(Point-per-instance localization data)
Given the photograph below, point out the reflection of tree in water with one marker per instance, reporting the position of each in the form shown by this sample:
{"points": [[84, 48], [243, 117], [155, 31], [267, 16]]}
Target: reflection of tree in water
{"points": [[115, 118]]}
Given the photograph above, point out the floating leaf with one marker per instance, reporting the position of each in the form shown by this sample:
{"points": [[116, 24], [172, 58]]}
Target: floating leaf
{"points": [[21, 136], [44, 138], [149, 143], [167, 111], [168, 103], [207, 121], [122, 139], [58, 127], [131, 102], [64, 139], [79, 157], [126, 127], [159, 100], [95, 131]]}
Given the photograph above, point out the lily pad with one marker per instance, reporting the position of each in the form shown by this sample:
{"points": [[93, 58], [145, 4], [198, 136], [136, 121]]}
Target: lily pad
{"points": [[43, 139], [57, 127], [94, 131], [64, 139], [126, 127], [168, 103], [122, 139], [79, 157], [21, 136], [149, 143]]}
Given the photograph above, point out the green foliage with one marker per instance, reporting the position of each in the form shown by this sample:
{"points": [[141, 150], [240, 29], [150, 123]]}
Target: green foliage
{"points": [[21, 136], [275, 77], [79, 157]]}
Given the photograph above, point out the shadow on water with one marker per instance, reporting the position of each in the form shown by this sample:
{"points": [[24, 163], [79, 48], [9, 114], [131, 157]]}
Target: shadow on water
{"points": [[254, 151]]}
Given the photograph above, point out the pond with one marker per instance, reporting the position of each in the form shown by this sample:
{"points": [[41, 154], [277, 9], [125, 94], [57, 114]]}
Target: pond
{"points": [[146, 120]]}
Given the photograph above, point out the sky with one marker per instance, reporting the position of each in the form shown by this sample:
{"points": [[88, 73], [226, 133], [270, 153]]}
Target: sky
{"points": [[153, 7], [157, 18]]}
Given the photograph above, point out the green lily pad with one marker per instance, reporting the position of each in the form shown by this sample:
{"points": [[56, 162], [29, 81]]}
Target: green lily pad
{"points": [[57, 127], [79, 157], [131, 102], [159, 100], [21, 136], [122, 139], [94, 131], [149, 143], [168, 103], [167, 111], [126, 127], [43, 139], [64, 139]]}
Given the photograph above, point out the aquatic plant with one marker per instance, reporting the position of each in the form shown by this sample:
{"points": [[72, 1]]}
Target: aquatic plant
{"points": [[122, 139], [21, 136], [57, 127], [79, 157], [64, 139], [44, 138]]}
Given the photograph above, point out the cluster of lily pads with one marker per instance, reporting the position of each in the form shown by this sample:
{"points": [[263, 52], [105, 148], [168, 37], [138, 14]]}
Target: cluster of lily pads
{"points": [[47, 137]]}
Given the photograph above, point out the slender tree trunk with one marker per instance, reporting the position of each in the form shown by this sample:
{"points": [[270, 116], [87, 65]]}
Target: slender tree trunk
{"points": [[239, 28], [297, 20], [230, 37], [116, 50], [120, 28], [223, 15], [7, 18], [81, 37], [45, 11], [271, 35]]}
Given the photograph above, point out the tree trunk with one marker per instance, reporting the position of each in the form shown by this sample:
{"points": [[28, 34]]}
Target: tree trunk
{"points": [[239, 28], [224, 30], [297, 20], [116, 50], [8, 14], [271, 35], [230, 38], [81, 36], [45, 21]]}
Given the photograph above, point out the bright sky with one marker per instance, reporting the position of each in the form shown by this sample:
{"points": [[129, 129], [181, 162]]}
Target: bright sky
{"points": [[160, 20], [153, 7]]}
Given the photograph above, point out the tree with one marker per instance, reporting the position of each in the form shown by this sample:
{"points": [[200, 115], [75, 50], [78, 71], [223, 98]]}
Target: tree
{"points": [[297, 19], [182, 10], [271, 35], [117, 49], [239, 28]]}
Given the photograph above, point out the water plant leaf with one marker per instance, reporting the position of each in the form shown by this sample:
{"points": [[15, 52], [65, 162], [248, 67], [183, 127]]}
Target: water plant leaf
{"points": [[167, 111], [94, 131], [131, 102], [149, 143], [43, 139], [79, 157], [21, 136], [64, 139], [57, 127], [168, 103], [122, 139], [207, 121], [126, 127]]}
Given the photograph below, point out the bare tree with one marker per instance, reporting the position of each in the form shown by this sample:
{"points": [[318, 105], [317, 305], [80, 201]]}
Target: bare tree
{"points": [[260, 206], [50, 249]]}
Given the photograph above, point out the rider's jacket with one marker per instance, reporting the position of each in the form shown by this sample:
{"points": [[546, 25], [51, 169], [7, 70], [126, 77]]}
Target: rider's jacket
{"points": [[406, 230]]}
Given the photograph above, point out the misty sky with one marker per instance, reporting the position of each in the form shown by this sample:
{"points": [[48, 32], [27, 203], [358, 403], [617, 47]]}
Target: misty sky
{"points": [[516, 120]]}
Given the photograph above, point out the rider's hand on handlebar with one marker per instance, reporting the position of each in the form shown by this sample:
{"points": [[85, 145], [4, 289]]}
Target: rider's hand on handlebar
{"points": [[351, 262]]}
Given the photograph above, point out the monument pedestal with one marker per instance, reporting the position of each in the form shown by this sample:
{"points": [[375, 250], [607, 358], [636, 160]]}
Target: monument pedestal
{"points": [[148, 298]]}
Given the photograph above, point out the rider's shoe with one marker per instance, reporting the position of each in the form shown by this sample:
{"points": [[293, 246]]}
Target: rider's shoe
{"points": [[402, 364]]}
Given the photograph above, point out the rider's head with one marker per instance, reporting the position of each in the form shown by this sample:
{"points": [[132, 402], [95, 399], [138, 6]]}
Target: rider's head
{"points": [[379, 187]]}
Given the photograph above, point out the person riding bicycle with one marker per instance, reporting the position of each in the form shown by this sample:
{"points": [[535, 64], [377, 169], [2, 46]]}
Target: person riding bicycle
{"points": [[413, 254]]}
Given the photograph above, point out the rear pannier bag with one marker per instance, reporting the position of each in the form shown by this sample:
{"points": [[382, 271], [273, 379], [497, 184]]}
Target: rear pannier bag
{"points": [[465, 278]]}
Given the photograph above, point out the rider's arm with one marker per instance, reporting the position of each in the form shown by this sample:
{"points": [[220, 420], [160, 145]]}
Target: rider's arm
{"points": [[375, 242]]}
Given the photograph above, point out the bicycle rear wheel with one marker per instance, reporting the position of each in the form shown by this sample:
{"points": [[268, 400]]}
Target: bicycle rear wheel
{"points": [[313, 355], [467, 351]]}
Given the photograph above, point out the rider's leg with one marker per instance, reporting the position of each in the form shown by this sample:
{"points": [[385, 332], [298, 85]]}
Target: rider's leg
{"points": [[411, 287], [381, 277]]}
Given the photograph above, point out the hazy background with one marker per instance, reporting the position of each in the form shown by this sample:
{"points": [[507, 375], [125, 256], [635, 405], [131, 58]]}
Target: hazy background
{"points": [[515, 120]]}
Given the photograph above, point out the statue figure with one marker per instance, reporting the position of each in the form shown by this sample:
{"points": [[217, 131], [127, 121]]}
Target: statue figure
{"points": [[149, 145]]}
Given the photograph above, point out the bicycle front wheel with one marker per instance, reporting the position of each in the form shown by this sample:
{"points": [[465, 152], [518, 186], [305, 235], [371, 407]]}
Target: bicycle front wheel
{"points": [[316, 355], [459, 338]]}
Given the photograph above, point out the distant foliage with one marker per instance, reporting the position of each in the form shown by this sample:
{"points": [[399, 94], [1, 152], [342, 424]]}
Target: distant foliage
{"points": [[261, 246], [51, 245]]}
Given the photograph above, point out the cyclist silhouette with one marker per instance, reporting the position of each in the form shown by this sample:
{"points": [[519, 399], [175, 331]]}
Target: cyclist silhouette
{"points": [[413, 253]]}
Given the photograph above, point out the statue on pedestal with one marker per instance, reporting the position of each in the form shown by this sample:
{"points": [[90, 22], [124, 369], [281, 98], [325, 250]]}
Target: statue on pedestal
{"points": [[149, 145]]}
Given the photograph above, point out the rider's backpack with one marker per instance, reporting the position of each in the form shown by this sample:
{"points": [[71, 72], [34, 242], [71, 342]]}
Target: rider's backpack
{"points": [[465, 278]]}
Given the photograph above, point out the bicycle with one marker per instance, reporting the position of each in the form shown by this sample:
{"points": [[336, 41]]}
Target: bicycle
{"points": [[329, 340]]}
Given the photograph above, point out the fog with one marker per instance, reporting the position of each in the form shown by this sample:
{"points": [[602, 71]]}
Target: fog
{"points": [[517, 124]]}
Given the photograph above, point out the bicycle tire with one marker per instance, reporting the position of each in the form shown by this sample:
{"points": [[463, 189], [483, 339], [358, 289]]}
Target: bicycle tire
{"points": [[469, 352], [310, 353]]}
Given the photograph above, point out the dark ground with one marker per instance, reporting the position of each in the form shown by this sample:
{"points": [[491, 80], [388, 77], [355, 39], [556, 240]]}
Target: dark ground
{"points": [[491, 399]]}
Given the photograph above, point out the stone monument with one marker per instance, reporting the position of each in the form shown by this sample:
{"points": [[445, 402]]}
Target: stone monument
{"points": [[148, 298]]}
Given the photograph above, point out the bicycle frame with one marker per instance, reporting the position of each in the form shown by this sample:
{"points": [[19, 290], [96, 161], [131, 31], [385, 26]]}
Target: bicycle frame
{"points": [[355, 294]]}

◆ **What is being asked**
From the records above, return each line that includes "below".

◆ **Exercise answer**
Given the photograph below, point out the reflection of tree in water with one marker per instance, reporting the position of each in the form shown by this sample:
Given the photograph below, point out the bare tree with one marker per instance, reporting the position of each in the form shown by this sample:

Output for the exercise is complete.